### GOAL
Write out the listing below from the line containing "Could you please pick out the woman's face" to its last line, unaltered, ends included.

■ ■ ■ ■ ■ ■ ■

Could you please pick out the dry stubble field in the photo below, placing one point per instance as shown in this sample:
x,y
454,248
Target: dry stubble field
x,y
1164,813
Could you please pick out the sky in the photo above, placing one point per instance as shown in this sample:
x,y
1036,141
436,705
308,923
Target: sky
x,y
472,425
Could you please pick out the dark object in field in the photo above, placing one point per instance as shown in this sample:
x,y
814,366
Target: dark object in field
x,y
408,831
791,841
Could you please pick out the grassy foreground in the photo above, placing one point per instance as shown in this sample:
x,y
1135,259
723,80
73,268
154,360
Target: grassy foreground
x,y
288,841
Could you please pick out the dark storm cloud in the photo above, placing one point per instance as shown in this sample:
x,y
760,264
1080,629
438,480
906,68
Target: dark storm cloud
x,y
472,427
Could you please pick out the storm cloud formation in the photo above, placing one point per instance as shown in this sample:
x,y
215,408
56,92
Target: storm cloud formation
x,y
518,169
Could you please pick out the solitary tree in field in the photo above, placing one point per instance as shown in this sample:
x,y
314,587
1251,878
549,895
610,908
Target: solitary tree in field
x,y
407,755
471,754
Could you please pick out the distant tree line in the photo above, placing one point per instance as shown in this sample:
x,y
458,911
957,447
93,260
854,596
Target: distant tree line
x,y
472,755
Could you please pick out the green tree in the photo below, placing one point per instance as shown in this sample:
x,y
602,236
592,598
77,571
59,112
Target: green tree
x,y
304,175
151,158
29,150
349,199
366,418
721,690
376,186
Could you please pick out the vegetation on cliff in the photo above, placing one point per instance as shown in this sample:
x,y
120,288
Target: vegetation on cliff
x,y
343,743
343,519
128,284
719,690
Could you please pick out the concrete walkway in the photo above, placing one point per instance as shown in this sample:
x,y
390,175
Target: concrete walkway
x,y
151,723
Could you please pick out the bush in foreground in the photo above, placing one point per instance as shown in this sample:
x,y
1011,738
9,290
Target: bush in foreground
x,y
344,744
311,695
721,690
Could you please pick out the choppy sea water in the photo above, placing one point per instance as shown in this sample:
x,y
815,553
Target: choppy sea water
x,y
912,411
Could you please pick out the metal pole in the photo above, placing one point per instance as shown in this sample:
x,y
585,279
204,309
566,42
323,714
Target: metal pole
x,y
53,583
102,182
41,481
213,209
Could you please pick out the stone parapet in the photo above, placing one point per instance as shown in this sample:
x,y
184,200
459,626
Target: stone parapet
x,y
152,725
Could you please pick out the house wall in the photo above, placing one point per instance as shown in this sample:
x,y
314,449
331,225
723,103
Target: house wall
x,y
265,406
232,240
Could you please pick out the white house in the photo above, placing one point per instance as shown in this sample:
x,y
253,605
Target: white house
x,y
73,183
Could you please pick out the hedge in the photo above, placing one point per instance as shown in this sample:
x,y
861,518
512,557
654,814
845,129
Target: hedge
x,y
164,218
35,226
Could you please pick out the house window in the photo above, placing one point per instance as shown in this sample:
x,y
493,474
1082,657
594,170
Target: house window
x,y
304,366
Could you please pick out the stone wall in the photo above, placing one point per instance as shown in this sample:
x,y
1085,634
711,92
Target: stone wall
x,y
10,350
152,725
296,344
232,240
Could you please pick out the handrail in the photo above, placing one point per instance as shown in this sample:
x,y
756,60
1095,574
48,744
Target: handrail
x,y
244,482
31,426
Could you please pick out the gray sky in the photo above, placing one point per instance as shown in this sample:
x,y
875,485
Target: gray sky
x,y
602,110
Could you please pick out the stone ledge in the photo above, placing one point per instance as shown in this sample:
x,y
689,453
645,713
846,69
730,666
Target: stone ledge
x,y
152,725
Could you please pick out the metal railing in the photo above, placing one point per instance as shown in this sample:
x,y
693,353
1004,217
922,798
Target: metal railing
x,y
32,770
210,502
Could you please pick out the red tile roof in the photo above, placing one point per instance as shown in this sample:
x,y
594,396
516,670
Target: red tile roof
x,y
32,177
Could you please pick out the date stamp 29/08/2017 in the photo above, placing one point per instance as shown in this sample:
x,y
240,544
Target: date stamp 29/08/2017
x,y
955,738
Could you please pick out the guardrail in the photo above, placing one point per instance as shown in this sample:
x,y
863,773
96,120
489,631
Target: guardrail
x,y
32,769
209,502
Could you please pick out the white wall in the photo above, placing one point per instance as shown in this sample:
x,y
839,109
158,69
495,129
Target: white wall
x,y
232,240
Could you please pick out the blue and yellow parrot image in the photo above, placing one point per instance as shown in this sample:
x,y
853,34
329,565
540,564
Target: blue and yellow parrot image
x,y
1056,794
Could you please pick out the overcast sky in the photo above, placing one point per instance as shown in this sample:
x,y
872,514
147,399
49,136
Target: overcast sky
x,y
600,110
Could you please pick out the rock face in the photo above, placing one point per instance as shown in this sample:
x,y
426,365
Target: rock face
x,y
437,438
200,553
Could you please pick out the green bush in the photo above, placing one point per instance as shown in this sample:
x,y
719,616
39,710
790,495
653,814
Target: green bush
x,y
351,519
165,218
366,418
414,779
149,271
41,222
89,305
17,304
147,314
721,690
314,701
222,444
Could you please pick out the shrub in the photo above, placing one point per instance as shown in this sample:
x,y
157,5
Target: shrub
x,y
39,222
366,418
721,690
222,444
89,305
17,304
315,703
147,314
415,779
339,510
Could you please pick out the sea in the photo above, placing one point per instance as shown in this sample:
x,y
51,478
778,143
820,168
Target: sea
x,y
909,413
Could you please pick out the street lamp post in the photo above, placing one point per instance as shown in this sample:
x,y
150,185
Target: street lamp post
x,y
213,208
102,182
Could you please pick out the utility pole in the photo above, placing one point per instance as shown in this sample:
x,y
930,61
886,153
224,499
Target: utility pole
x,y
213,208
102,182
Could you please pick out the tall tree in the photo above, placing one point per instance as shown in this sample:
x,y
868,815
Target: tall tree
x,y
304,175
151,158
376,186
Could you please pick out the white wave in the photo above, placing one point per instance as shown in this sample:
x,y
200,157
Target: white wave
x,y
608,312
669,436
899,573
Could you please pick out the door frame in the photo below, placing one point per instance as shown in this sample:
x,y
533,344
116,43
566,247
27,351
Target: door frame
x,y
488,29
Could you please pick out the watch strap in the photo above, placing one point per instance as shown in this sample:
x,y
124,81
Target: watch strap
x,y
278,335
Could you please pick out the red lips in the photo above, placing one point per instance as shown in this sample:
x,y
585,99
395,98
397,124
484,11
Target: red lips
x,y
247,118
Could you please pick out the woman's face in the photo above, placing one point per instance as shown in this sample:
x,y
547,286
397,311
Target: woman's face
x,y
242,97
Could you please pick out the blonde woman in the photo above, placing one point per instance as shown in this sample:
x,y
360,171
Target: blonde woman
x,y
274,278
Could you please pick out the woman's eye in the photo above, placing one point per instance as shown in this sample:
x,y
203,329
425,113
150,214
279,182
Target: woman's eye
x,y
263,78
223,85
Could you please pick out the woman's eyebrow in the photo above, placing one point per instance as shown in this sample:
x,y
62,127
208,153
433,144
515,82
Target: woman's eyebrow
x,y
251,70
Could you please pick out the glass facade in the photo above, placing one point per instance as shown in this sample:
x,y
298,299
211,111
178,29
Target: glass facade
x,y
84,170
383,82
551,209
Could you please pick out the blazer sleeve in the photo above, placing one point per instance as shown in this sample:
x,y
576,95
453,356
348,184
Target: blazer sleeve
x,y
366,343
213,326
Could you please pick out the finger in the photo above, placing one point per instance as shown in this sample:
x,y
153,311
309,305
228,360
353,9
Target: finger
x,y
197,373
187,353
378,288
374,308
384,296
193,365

■ ■ ■ ■ ■ ■ ■

### SOLUTION
Could you please pick out the woman's face in the photo above, placing one point per instance as shown in this sample:
x,y
547,286
397,311
Target: woman's face
x,y
242,97
Could you please pick out the blonde woman in the photo above, placing one point per instance as shown in this sample:
x,y
360,171
Target: blonde woman
x,y
274,278
Could you please pick out the woman's eye in the photo above, placing one point per instance as shown in this sample:
x,y
203,329
425,113
150,214
279,182
Target: woman's eye
x,y
263,78
223,85
Could you please pick out the woman's eyebrow in the photo above, placing one point per instance as shown in this sample:
x,y
62,127
208,153
433,144
515,82
Target: woman's eyebrow
x,y
251,70
Could you please pick out the glass facade in the photo above, placing one point per instance as shown in this sample:
x,y
298,299
211,111
178,29
Target: glass facade
x,y
84,170
383,82
551,209
Could you please pick out the blazer sleeve in the photo above, placing one point per instance as shown in this sample:
x,y
576,95
453,356
348,184
Target: blazer sleeve
x,y
366,343
213,326
Could you please pick out the finger in the photo above, placing one point per instance as shown in this sample:
x,y
153,311
309,305
228,360
353,9
Target: finger
x,y
197,373
187,353
378,288
374,308
384,296
193,365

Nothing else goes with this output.